## begin

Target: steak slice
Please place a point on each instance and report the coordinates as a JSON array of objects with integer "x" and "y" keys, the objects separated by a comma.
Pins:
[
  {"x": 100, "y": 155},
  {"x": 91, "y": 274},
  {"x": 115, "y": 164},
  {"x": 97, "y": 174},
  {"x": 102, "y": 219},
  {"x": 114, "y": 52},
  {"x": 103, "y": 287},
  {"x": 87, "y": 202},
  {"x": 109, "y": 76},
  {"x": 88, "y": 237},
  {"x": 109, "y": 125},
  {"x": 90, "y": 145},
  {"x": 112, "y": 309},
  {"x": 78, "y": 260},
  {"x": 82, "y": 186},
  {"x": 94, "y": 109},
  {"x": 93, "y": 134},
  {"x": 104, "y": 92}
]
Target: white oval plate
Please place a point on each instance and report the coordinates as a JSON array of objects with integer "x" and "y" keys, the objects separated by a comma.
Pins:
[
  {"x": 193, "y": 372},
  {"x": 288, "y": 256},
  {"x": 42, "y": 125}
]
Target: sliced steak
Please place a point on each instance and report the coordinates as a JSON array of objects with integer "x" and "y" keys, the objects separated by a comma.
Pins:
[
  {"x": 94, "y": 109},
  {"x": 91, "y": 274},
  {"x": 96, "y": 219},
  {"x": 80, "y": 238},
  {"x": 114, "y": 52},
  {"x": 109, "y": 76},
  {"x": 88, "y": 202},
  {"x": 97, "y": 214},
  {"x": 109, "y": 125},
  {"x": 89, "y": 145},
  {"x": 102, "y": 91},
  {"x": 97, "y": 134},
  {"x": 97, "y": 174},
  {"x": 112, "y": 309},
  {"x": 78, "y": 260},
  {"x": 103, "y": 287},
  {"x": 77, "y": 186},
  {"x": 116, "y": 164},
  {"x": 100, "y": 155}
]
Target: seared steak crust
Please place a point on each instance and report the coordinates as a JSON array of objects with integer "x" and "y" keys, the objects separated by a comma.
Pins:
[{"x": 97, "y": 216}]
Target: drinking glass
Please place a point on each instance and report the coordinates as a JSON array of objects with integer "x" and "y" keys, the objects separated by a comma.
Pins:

## end

■ What is needed: Rewrite the listing above, changing every "Pins" to "Points" and leaving all other text unchanged.

■ Response below:
Target: steak slice
Please place a point on each instance and report the coordinates as a JSON array of objects with integer "x" and "y" keys, the objects separated by a comma.
Points:
[
  {"x": 100, "y": 155},
  {"x": 91, "y": 274},
  {"x": 115, "y": 164},
  {"x": 97, "y": 174},
  {"x": 102, "y": 219},
  {"x": 114, "y": 52},
  {"x": 103, "y": 287},
  {"x": 87, "y": 202},
  {"x": 109, "y": 76},
  {"x": 88, "y": 237},
  {"x": 109, "y": 125},
  {"x": 90, "y": 145},
  {"x": 112, "y": 309},
  {"x": 78, "y": 260},
  {"x": 82, "y": 186},
  {"x": 94, "y": 109},
  {"x": 93, "y": 134},
  {"x": 104, "y": 92}
]
Target: white oval plate
Please place a point on each instance and report the coordinates as a JSON array of objects with integer "x" and "y" keys, the objects separated by a comma.
Points:
[
  {"x": 193, "y": 372},
  {"x": 288, "y": 256},
  {"x": 42, "y": 125}
]
Target: sliced steak
Please place a point on each instance and report the coordinates as a JSON array of objects with integer "x" and "y" keys, the objects separated by a comma.
Points:
[
  {"x": 94, "y": 109},
  {"x": 91, "y": 274},
  {"x": 96, "y": 219},
  {"x": 80, "y": 238},
  {"x": 114, "y": 52},
  {"x": 109, "y": 76},
  {"x": 88, "y": 202},
  {"x": 97, "y": 214},
  {"x": 109, "y": 125},
  {"x": 89, "y": 145},
  {"x": 102, "y": 91},
  {"x": 97, "y": 134},
  {"x": 97, "y": 174},
  {"x": 112, "y": 309},
  {"x": 78, "y": 260},
  {"x": 103, "y": 287},
  {"x": 77, "y": 186},
  {"x": 116, "y": 164},
  {"x": 100, "y": 155}
]
Target: seared steak crust
Please place a point on each instance and report the coordinates as a JSON array of objects with integer "x" and "y" keys, the objects separated by a comma.
Points:
[{"x": 97, "y": 216}]
Target: drinking glass
Please place a point on each instance and report the coordinates as a JSON array of objects with integer "x" and "y" keys, the objects separated by a comma.
Points:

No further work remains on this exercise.